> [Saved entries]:
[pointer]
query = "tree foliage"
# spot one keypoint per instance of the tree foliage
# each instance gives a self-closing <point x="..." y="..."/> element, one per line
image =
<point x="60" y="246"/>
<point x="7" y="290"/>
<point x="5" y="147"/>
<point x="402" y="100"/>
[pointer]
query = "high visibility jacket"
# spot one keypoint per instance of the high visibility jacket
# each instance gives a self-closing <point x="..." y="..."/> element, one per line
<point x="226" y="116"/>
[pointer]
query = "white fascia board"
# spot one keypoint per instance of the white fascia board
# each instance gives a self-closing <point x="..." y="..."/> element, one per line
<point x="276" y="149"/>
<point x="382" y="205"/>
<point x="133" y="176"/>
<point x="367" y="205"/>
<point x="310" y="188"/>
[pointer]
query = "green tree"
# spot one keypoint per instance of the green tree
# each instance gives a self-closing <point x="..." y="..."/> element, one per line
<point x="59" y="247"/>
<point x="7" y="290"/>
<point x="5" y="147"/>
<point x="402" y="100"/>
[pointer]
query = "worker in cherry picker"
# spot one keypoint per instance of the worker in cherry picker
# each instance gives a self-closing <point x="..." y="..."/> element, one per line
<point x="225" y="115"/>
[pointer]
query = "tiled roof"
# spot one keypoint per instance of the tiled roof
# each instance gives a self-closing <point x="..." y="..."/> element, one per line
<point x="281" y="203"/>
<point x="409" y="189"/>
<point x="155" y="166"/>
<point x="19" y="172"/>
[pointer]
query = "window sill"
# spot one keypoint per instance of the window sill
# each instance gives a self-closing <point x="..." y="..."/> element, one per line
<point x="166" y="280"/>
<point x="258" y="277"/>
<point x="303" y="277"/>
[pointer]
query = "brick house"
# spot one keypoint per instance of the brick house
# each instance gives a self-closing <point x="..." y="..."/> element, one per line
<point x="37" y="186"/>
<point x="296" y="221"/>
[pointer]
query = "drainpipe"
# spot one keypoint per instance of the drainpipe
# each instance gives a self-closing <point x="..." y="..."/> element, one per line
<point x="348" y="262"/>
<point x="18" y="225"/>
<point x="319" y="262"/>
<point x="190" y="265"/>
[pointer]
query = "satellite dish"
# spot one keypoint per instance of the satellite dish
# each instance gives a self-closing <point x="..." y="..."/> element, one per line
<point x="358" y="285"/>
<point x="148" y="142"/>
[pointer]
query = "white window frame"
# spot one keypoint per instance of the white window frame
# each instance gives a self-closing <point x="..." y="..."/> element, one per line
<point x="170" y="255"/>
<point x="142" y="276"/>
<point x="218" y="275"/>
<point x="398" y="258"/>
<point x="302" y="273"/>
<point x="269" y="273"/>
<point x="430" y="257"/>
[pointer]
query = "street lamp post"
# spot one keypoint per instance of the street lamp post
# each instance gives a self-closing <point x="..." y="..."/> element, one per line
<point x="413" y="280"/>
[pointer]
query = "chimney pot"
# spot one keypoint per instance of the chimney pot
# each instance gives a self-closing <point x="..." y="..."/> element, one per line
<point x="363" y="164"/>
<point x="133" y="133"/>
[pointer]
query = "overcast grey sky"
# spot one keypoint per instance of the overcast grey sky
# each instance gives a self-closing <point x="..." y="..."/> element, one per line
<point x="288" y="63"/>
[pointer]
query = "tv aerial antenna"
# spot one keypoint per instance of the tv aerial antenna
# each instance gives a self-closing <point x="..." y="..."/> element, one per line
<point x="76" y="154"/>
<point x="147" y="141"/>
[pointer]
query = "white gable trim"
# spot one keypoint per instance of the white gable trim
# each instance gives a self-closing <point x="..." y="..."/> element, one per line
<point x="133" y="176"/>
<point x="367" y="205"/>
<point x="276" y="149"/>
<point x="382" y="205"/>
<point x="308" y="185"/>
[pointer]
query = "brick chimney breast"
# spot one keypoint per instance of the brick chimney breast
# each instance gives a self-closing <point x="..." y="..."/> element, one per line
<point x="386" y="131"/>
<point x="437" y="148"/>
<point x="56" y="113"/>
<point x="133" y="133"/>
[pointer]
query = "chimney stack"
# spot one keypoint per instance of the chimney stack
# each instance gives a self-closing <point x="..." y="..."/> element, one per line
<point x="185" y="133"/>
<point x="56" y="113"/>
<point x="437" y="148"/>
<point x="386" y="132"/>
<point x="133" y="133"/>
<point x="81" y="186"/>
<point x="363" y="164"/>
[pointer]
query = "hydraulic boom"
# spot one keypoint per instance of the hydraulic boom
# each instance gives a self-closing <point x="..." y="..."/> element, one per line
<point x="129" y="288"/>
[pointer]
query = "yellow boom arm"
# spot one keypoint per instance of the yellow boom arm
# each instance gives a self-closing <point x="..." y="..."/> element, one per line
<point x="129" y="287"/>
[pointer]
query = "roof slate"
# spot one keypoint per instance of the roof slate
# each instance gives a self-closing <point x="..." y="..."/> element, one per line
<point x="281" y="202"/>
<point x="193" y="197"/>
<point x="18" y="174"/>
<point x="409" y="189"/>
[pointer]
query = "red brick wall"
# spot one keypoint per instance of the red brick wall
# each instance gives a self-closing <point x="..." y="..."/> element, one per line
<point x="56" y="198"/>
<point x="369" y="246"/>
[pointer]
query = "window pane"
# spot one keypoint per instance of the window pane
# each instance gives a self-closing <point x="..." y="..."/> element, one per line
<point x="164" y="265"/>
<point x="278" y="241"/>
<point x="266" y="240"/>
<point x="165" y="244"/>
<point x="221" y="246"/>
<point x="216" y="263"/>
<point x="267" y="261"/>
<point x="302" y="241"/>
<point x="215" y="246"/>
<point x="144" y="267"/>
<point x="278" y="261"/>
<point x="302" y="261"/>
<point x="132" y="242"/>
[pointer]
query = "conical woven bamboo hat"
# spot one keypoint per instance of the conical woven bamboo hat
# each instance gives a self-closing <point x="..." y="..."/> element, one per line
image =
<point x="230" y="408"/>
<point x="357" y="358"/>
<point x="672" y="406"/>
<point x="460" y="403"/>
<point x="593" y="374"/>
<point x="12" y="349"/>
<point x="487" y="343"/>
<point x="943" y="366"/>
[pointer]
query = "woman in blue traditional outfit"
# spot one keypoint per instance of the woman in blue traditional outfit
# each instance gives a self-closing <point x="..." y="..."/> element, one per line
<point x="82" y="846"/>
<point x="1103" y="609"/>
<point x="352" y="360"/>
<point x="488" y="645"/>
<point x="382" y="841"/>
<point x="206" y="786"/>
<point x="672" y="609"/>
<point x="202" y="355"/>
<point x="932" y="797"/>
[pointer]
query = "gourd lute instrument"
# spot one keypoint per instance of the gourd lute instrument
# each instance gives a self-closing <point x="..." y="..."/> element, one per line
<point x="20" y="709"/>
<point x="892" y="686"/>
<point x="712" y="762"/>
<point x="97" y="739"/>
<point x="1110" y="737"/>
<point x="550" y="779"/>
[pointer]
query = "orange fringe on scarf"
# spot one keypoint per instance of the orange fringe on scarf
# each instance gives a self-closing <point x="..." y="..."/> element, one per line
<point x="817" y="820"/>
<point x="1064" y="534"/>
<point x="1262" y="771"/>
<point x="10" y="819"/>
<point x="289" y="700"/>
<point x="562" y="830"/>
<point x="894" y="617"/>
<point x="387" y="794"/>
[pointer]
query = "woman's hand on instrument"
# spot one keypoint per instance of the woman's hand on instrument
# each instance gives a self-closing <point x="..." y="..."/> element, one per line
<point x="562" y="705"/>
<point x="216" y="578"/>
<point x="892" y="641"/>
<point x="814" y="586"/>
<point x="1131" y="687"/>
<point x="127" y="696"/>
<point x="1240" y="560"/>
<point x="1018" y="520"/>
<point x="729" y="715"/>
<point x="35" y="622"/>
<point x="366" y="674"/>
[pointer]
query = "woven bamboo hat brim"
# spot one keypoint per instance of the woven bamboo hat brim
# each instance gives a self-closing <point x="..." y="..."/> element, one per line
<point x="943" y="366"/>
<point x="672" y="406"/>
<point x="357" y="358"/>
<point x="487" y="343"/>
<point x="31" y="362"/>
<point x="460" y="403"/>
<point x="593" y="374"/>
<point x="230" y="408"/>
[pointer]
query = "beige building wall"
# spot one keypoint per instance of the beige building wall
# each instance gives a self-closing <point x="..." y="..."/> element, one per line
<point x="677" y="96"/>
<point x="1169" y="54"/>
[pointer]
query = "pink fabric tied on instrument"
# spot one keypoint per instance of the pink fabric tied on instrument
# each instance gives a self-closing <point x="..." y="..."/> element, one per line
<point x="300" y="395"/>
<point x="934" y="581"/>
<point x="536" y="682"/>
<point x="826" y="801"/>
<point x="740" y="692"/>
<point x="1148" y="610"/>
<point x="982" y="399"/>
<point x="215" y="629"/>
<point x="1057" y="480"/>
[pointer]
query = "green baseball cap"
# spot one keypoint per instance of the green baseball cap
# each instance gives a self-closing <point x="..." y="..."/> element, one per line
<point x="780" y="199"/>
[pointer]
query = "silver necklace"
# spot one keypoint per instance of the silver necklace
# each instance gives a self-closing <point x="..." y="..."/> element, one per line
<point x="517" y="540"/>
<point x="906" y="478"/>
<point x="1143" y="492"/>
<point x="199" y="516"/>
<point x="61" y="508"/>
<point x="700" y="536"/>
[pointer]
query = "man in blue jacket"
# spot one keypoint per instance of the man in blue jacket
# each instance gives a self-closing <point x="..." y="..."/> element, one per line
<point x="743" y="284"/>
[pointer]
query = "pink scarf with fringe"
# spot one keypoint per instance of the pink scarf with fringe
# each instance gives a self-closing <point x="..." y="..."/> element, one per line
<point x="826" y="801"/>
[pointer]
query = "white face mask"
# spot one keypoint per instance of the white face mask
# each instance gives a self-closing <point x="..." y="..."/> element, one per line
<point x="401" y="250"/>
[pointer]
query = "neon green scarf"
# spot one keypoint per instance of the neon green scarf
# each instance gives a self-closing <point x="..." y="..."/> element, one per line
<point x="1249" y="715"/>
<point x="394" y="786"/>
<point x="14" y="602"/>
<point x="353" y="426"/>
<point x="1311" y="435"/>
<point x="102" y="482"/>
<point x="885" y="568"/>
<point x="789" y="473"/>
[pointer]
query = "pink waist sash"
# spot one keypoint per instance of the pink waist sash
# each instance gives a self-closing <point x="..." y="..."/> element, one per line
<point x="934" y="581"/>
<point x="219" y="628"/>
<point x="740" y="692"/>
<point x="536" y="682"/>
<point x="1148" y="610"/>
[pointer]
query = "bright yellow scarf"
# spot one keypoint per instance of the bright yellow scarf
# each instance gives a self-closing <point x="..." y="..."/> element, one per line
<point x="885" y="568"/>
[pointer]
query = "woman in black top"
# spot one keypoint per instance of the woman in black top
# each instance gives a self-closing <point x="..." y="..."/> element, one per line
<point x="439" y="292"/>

> [WORK ITEM]:
Set down exactly the lines that begin the records and continue through the line bearing "# spot one keypoint per instance of the window sill"; include both ends.

> [RESPONSE AREA]:
[pointer]
query = "tree foliage"
# spot one keypoint per instance of the tree foliage
# each instance gives a self-closing <point x="..." y="..."/> element, one per line
image =
<point x="60" y="246"/>
<point x="7" y="290"/>
<point x="5" y="147"/>
<point x="402" y="100"/>
[pointer]
query = "high visibility jacket"
# spot one keypoint per instance of the high visibility jacket
# each instance gives a self-closing <point x="..." y="..."/> element, one per line
<point x="226" y="116"/>
[pointer]
query = "white fascia board"
# spot one keypoint per instance of the white fascia board
# each instance gives a self-closing <point x="..." y="..."/> element, one per line
<point x="276" y="149"/>
<point x="382" y="205"/>
<point x="133" y="176"/>
<point x="367" y="205"/>
<point x="310" y="188"/>
[pointer]
query = "green tree"
# spot one keypoint per instance of the green tree
# each instance gives a self-closing <point x="..." y="..."/> element, one per line
<point x="59" y="247"/>
<point x="7" y="290"/>
<point x="5" y="147"/>
<point x="402" y="100"/>
[pointer]
query = "worker in cherry picker"
# spot one keypoint per instance of the worker in cherry picker
# each instance gives a self-closing <point x="..." y="..."/> element, one per line
<point x="225" y="115"/>
[pointer]
query = "tiled roof"
# spot one keypoint per instance of the tiled roof
# each instance gives a self-closing <point x="..." y="..."/> element, one per line
<point x="281" y="203"/>
<point x="409" y="189"/>
<point x="155" y="166"/>
<point x="19" y="172"/>
[pointer]
query = "window sill"
# spot one keypoint per instance of the window sill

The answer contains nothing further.